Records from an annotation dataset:
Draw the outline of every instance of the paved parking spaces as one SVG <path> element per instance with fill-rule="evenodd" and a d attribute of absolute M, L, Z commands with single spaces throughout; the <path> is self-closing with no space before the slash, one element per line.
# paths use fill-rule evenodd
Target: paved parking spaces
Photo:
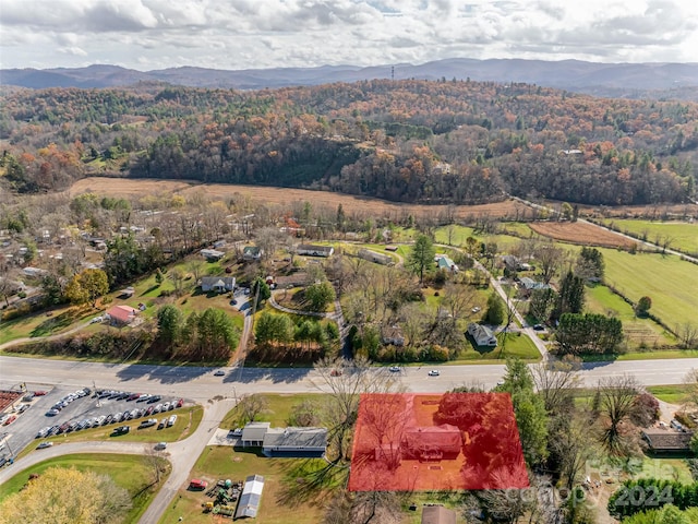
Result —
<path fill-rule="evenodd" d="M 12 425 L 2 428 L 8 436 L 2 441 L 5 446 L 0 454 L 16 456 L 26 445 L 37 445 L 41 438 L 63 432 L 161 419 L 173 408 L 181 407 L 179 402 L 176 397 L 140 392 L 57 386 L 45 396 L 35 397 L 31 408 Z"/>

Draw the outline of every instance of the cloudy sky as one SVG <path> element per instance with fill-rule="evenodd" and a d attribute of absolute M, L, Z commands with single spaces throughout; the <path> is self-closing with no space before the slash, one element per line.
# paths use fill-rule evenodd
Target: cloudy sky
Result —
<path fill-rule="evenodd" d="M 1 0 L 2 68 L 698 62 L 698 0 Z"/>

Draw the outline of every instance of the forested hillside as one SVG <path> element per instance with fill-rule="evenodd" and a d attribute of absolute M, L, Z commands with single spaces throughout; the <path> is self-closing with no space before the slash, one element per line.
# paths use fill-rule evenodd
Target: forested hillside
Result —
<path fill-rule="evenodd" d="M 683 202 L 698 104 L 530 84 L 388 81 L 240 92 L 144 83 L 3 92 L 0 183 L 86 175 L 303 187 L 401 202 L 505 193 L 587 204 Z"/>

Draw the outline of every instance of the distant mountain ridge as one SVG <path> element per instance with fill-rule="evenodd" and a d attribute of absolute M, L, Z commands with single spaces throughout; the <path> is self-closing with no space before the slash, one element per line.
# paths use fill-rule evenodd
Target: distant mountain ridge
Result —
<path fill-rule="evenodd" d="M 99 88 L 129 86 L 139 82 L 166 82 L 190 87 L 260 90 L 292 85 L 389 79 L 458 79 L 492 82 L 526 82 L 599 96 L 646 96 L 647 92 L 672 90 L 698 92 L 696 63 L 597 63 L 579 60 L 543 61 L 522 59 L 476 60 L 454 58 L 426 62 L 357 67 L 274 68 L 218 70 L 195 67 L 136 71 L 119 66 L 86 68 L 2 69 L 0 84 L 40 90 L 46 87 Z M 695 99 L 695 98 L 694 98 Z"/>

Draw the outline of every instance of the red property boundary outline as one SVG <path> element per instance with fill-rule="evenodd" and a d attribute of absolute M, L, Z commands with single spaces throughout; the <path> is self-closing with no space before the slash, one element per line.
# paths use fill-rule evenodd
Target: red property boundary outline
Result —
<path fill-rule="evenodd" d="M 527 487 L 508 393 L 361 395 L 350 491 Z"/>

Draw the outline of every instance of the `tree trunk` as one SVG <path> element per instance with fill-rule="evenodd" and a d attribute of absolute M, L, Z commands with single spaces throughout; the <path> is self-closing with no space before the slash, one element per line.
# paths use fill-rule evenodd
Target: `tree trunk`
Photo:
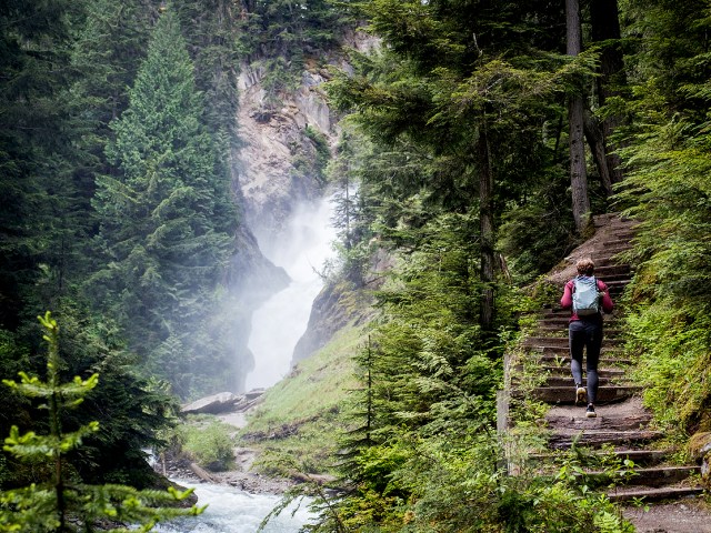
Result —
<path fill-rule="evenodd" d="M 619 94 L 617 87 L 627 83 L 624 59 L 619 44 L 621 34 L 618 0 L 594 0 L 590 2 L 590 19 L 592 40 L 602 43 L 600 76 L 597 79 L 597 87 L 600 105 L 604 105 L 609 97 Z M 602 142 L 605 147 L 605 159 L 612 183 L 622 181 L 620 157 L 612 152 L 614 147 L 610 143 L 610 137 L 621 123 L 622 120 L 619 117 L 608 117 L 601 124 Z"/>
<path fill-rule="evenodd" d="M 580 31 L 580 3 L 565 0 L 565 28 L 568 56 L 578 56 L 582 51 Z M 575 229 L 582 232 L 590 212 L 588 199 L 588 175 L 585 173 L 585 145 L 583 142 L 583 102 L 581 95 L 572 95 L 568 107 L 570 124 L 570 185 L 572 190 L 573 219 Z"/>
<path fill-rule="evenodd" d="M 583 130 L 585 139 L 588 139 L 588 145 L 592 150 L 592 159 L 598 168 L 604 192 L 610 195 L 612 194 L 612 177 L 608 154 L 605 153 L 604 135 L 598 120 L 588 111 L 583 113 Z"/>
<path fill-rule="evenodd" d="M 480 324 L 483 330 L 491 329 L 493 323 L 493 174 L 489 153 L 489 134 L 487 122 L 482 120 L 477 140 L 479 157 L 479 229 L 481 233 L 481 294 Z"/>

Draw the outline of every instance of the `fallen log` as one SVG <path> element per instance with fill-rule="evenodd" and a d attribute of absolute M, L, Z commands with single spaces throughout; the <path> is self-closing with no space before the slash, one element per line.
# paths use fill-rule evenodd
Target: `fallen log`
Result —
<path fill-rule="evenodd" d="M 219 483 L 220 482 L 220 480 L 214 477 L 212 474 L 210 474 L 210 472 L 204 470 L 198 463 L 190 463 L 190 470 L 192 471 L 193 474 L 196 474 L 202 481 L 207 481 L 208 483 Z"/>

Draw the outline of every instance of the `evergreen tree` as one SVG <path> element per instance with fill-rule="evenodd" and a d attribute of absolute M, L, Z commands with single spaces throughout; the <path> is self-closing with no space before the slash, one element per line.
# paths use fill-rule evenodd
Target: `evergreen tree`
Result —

» Work to do:
Write out again every line above exactly as given; the pictures do not belong in the copy.

» Written response:
Draw the outline of every instance of the paved parking spaces as one SVG <path> element per instance with fill-rule="evenodd" and a d attribute of absolute M, L, Z commands with single spaces throughout; the <path> is self-closing with no space before the slash, one element per line.
# paths use fill-rule evenodd
Target: paved parking spaces
Photo:
Result —
<path fill-rule="evenodd" d="M 12 425 L 2 428 L 8 436 L 2 441 L 5 446 L 0 454 L 16 456 L 26 445 L 37 445 L 41 438 L 63 432 L 161 419 L 173 408 L 181 407 L 179 402 L 176 397 L 140 392 L 57 386 L 45 396 L 35 397 L 31 408 Z"/>

Draw the outline of every instance of the cloudy sky as one SVG <path> element per instance with fill-rule="evenodd" and a d attribute of absolute M, L, Z commands with single spaces throughout; the <path> is self-closing with no space before the slash, one element per line.
# paths use fill-rule evenodd
Target: cloudy sky
Result —
<path fill-rule="evenodd" d="M 1 0 L 2 68 L 698 62 L 698 0 Z"/>

Draw the outline of every instance of the forested hillside as one SVG <path> element per instance with fill-rule="evenodd" and a d attribute of absolute M, L, Z commands with single spaces throughout; the <path> is self-closing with no space before the slash, one element per line.
# paths use fill-rule evenodd
Target: forested hillside
Result —
<path fill-rule="evenodd" d="M 683 202 L 698 104 L 530 84 L 388 81 L 240 92 L 144 83 L 3 92 L 0 183 L 86 175 L 303 187 L 401 202 L 505 193 L 587 204 Z"/>

Draw the outline of every instance of the distant mountain ridge as one SVG <path> element per instance with fill-rule="evenodd" and a d attribute of absolute M, L, Z commands with single spaces throughout; the <path> is self-closing with no space before the slash, one element per line.
# paths use fill-rule evenodd
Target: distant mountain ridge
Result —
<path fill-rule="evenodd" d="M 99 88 L 129 86 L 139 82 L 166 82 L 190 87 L 260 90 L 292 85 L 389 79 L 458 79 L 492 82 L 526 82 L 599 96 L 646 96 L 647 92 L 672 90 L 698 92 L 696 63 L 597 63 L 579 60 L 543 61 L 522 59 L 476 60 L 454 58 L 426 62 L 357 67 L 274 68 L 218 70 L 195 67 L 136 71 L 119 66 L 86 68 L 2 69 L 0 84 L 40 90 L 46 87 Z M 695 99 L 695 98 L 694 98 Z"/>

Draw the outline of every instance of the red property boundary outline as one SVG <path> element per instance with fill-rule="evenodd" and a d attribute of absolute M, L, Z commands with single spaces throughout; the <path> is self-closing with no space before the slash, one element per line.
# paths use fill-rule evenodd
Target: red property boundary outline
Result —
<path fill-rule="evenodd" d="M 527 487 L 508 393 L 361 395 L 350 491 Z"/>

Draw the outline of every instance of the `tree trunk` as one SVG <path> element per instance with fill-rule="evenodd" and a d attribute of absolute M, L, Z commands with single spaces throughout; the <path> is self-closing with no space before the slash, one element per line.
# paths use fill-rule evenodd
Target: `tree trunk`
Photo:
Result —
<path fill-rule="evenodd" d="M 619 94 L 617 87 L 627 83 L 624 59 L 619 44 L 621 34 L 618 0 L 594 0 L 590 2 L 590 19 L 592 40 L 602 43 L 600 76 L 597 79 L 597 87 L 600 105 L 604 105 L 609 97 Z M 602 142 L 605 147 L 605 159 L 612 183 L 622 181 L 620 157 L 612 152 L 614 147 L 610 143 L 610 137 L 621 123 L 622 120 L 619 117 L 608 117 L 601 124 Z"/>
<path fill-rule="evenodd" d="M 580 31 L 580 3 L 565 0 L 565 28 L 568 56 L 578 56 L 582 51 Z M 575 229 L 582 232 L 590 212 L 588 199 L 588 175 L 585 173 L 585 145 L 583 142 L 583 102 L 581 95 L 572 95 L 568 107 L 570 124 L 570 185 L 572 190 L 573 219 Z"/>
<path fill-rule="evenodd" d="M 583 130 L 585 139 L 588 139 L 588 145 L 592 150 L 592 159 L 598 168 L 604 192 L 610 195 L 612 194 L 612 177 L 608 154 L 605 153 L 604 135 L 598 120 L 588 111 L 583 113 Z"/>
<path fill-rule="evenodd" d="M 480 324 L 483 330 L 491 329 L 493 323 L 493 174 L 489 153 L 489 134 L 487 122 L 482 120 L 477 140 L 479 157 L 479 229 L 481 233 L 481 294 Z"/>

Draw the outline of every instance of the `fallen log` as one SVG <path> element per instance with fill-rule="evenodd" and a d attribute of absolute M, L, Z commands with single spaces throughout; the <path> is self-closing with no space before the slash, one element per line.
# paths use fill-rule evenodd
Target: `fallen log`
Result —
<path fill-rule="evenodd" d="M 219 483 L 220 482 L 220 480 L 214 477 L 212 474 L 210 474 L 210 472 L 204 470 L 198 463 L 190 463 L 190 470 L 192 471 L 193 474 L 196 474 L 202 481 L 207 481 L 208 483 Z"/>

Draw the outline of every instance of the `evergreen tree` as one SVG <path> element per instance with fill-rule="evenodd" and a d attribute of absolute M, L, Z commands with single spaces throughout; the <path> is self-closing with no space before the slash, one element per line.
# paths use fill-rule evenodd
Target: `evergreen tree`
Result —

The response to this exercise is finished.